TO BE DONE: Print each of the rows below word for word, leaving out the pictures.

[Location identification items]
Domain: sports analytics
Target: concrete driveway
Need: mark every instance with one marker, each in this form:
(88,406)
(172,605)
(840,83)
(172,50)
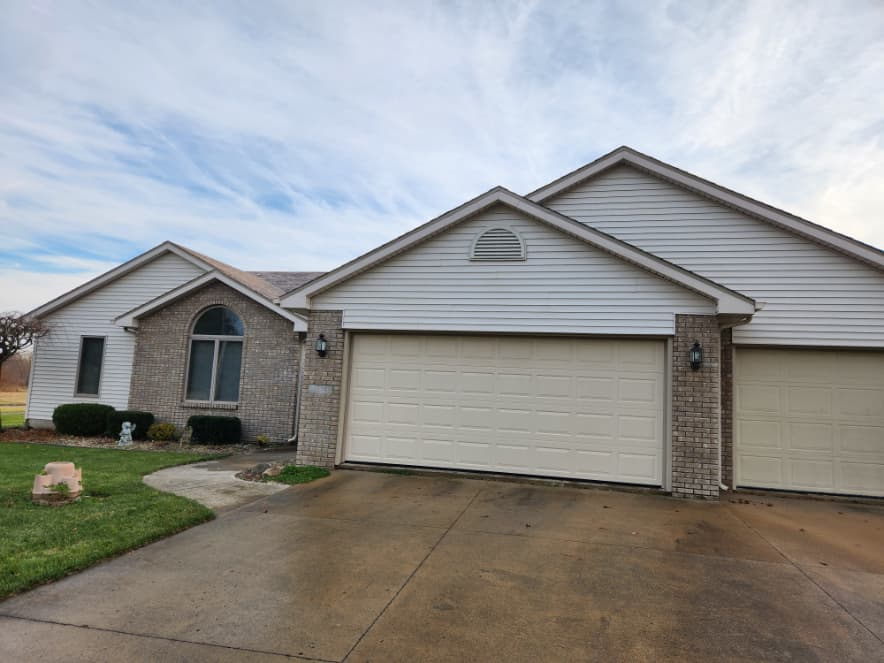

TASK RESPONSE:
Domain: sports analytics
Target: concrete driveway
Need: mark every instance with one marker, each in this form:
(88,406)
(172,605)
(840,83)
(172,50)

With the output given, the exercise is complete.